- _Set of tasks_
a – Which course does the YGSNA spring 2016 class announcement say could be the largest at Yale this semester?
b – Extract the passage of the YGSNA class announcement between "Many seminars as" and "scholars and historians.", inclusive.

YGSNA Members Offer Seven Spring 2016 Classes, including (potentially) Yale College’s Largest

January 21, 2016

Ranging from The Divinity School to American Studies and from Linguistics to History, YGSNA members are teaching an unprecedented number of Yale students in Native Studies courses this semester. American Studies doctoral candidates Tyler Rogers and Anya Montiel are each teaching their first seminars, “Indigenous Feminisms” and “Native American Art,” respectively. Professors Bowern, Dubcovsky-Joseph, Blackhawk, Rasmussen, and Wegner are offering both new and existing courses.

 

Many seminars as well as Rasmussen’s lecture course are heavily over-enrolled. Over seven hundred total students are collectively shopping the below seven classes. In particular, “Race and Gender in American Literature” has over five hundred students with preliminary interests in the class, making it potentially the largest course at Yale this semester. It uses a series of published Native texts as well as examines the unpublished Fort Marion ledger books authored by Kiowa and other Southern Plains Indian captives held by Yale’s Beinecke Library. Highly prized and often studied by art historians and collectors, such works are becoming increasingly recognized by literary scholars and historians.

 

 

Indigenous Feminisms 

Tuesdays 2:30-4:20

Instructor: Tyler Rogers 

Description: Exploration of a wide array of indigenous feminisms—drawn from various thematic and transnational contexts across the Americas and Native Pacific—so as to analyze the scope and significance of such knowledges, particularly as they relate to broader theories and practices of decolonization.

 

Native American Art 

Mondays 2:30-4:20

Instructor: Anya Montiel 

Description: Exploration of the issues surrounding art created by Native people of North America.  The ways in which Native art, unlike other “ethnic” arts of the United States is tied to sovereignty and relations with federal and state entities.  Discussion of the “Indianness” of Native art and how certain issues have dominated the field for decades.  

 

Language and Power

Tuesdays and Thursdays 11:35-12:50
Instructors: Claire Bowern and Alejandra Dubcovsky-Joseph
Description: The relationships between language and power explored through the perspectives of linguistics and history. How and when languages change, disappear, and are created. Focus on the Americas and on four outcomes of language contact and their social precursors: pidgins, creoles, mixed languages, and language death.

- _Source excerpt_

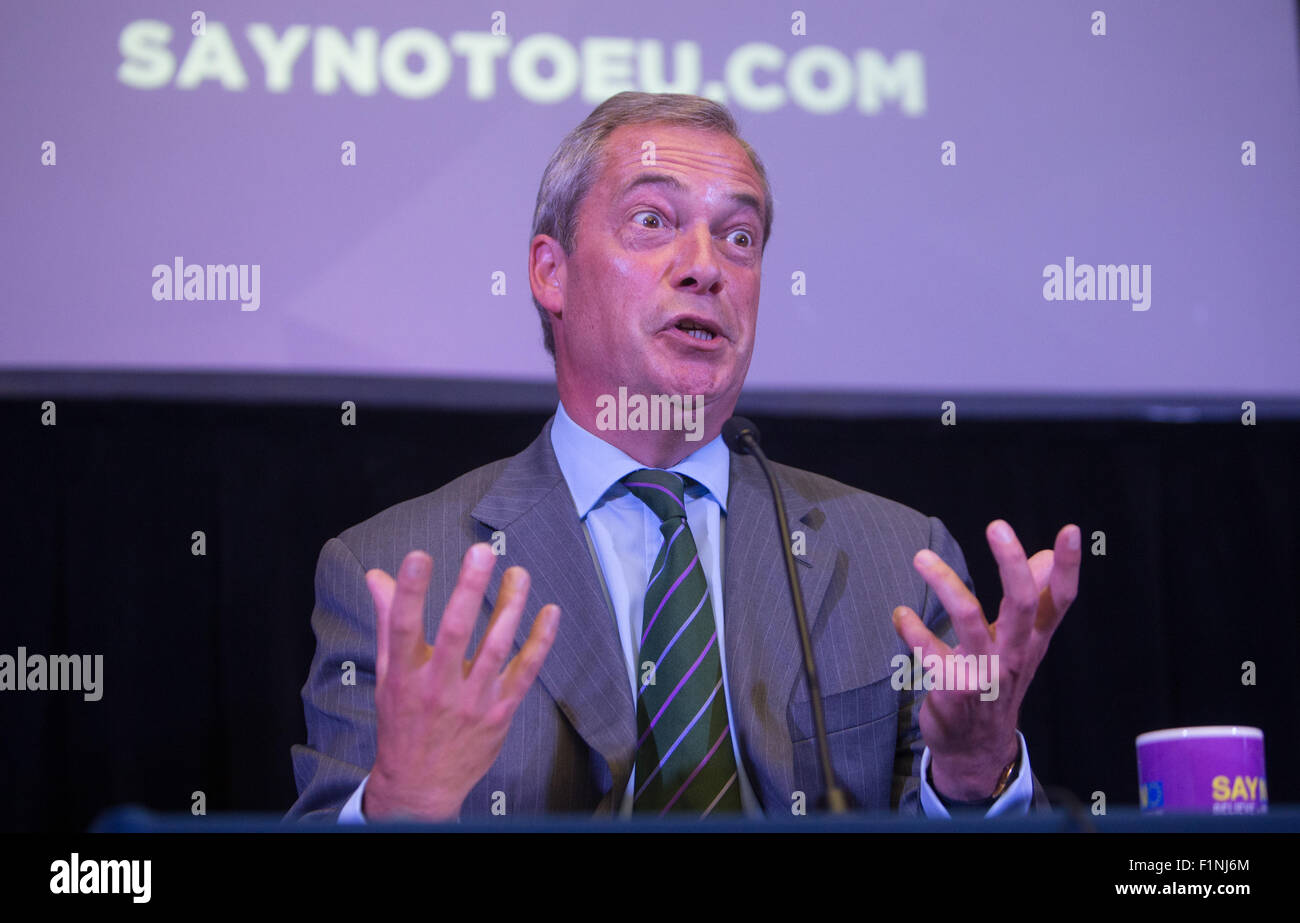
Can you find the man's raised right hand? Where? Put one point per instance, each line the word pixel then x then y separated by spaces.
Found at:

- _Solution set_
a – "Race and Gender in American Literature"

b –
Many seminars as well as Rasmussen’s lecture course are heavily over-enrolled. Over seven hundred total students are collectively shopping the below seven classes. In particular, “Race and Gender in American Literature” has over five hundred students with preliminary interests in the class, making it potentially the largest course at Yale this semester. It uses a series of published Native texts as well as examines the unpublished Fort Marion ledger books authored by Kiowa and other Southern Plains Indian captives held by Yale’s Beinecke Library. Highly prized and often studied by art historians and collectors, such works are becoming increasingly recognized by literary scholars and historians.